Beginning with the first entry, print all the records exactly.

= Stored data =
——

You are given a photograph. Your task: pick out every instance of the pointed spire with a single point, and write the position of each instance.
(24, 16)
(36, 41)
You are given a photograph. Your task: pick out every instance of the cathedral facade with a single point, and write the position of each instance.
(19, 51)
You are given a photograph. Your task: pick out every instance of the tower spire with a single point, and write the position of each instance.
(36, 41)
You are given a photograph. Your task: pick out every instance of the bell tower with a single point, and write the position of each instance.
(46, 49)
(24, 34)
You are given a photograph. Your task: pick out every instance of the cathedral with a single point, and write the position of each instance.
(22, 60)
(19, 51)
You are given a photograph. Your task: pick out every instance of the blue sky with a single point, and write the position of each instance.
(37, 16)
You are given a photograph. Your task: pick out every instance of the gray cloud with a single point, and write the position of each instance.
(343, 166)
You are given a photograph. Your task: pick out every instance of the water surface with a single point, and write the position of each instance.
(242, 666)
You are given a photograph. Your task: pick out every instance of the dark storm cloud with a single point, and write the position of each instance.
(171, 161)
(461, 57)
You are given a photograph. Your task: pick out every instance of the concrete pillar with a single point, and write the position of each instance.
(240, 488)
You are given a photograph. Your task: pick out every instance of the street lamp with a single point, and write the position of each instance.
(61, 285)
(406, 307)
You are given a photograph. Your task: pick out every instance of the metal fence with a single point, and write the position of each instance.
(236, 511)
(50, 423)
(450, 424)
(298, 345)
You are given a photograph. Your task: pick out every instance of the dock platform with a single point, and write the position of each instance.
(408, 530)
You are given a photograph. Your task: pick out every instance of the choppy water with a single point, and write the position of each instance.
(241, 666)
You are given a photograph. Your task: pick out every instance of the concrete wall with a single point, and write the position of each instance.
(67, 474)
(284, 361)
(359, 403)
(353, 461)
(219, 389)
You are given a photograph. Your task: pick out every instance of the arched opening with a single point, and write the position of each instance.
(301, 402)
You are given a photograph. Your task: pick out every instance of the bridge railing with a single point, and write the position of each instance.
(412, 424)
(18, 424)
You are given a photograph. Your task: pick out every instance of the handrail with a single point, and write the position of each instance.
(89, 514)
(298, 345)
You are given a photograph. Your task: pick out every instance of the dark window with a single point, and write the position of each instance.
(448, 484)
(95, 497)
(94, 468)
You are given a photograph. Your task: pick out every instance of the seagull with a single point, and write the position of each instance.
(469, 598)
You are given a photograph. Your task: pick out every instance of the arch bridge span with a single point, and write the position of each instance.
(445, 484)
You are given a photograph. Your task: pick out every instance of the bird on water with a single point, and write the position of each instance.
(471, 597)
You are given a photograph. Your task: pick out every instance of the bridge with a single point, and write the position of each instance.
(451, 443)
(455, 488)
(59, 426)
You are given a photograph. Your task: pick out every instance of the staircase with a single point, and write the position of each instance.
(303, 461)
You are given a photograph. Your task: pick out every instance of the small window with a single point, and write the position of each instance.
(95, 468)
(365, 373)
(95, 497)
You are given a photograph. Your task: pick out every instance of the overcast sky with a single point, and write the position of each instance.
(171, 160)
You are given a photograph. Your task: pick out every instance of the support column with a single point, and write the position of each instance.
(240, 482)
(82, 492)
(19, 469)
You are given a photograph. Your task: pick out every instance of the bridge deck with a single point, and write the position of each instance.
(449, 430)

——

= RESULT OF THIS TASK =
You are given a photograph. Your task: pick out every instance of the pointed spire with a single point, and write the position of each instance.
(24, 16)
(36, 41)
You are given a photograph. Your task: pick out every instance of the cathedral facade with a single point, and write the position of each instance.
(19, 51)
You are given a photograph. Your task: pick out every instance of the tower spire with a single point, and write the position of each instance.
(36, 41)
You are given a photograph. Your task: pick out every instance of the bell tower with a single point, and write the position of each instance.
(46, 49)
(24, 34)
You are given a photograph. Your task: pick out every instance of the cathedral with a single point, and write the position of each instance.
(22, 60)
(19, 51)
You are given a photograph. Your task: pick out every instance of the blue sky with a single point, and write the position of each instance.
(37, 16)
You are given a photograph. Your task: pick out every instance of the gray cloud with a single point, and write the position of each instance.
(343, 166)
You are given a photograph. Your task: pick out every instance of the water surface with a single point, and write the position of each instance.
(242, 666)
You are given a photograph. Your task: pick out every instance of the dark storm cloud with a single point, and write the position of each instance.
(171, 161)
(461, 57)
You are given a photograph. Your task: pick out every instance of the concrete pillar with a single point, and write the position of each instance.
(240, 488)
You are given a photograph. Your task: pick out every instance of the street lamp with a single point, and write the position of each instance.
(61, 285)
(406, 307)
You are given a photograph. Your task: pick out every instance of the metal fence with a single point, and write the position of each instance.
(236, 511)
(50, 423)
(450, 424)
(298, 345)
You are given a photograph. Your task: pick out every instance of the dock platform with a single point, and write the position of each instance.
(408, 530)
You are given a photograph. Your task: pick out every instance of the choppy water with a single point, and write the position of each instance.
(241, 666)
You are given a photograph. Your task: pick out every instance of the concrete wall with a single point, and write the position of each instance.
(67, 474)
(284, 361)
(359, 403)
(353, 461)
(219, 389)
You are given a photograph. Your task: pick out every instance of the arched opening with a single point, and write the position of each instance.
(301, 402)
You are given a photograph. Your task: pick out every instance of the bridge railing with a single point, and write the position of each instance.
(412, 424)
(18, 424)
You are given a photograph. Your task: pick out every instance of the handrail with a single point, and write the position of each instance.
(89, 514)
(298, 345)
You are given a photograph. Your task: pick out every instance of the dark window with a single point, and write the position of each instance.
(448, 484)
(95, 497)
(94, 468)
You are given a photograph. Your task: pick out every instance of the seagull with a single point, and write the position of each instance.
(469, 598)
You are given a photograph. Your task: pick out every instance of the arch bridge span with a single point, and write the position of each instance.
(445, 484)
You are given a photograph. Your task: pick out every instance of the bird on water with a single point, and write the position of each instance.
(471, 597)
You are given a photograph. Your task: pick out every instance of the bridge with a single point, and write the position of each instance.
(451, 443)
(455, 488)
(59, 426)
You are given a photograph. Your task: pick out every instance of the staircase with a single point, and write the position of each instance.
(303, 461)
You are given a photograph. Your task: pick out every instance of the small window with a single point, and write the position of each instance.
(95, 468)
(365, 373)
(95, 497)
You are given a photograph. Your task: pick out every instance of the overcast sky with a single point, and write the position of each instance.
(171, 160)
You are given a photograph. Your task: pick out every instance of the support column with a single point, and write the position of each instance.
(240, 482)
(82, 492)
(19, 469)
You are given a photograph. Your task: pick out every instance of the bridge deck with a single point, and write the position of each instance.
(449, 430)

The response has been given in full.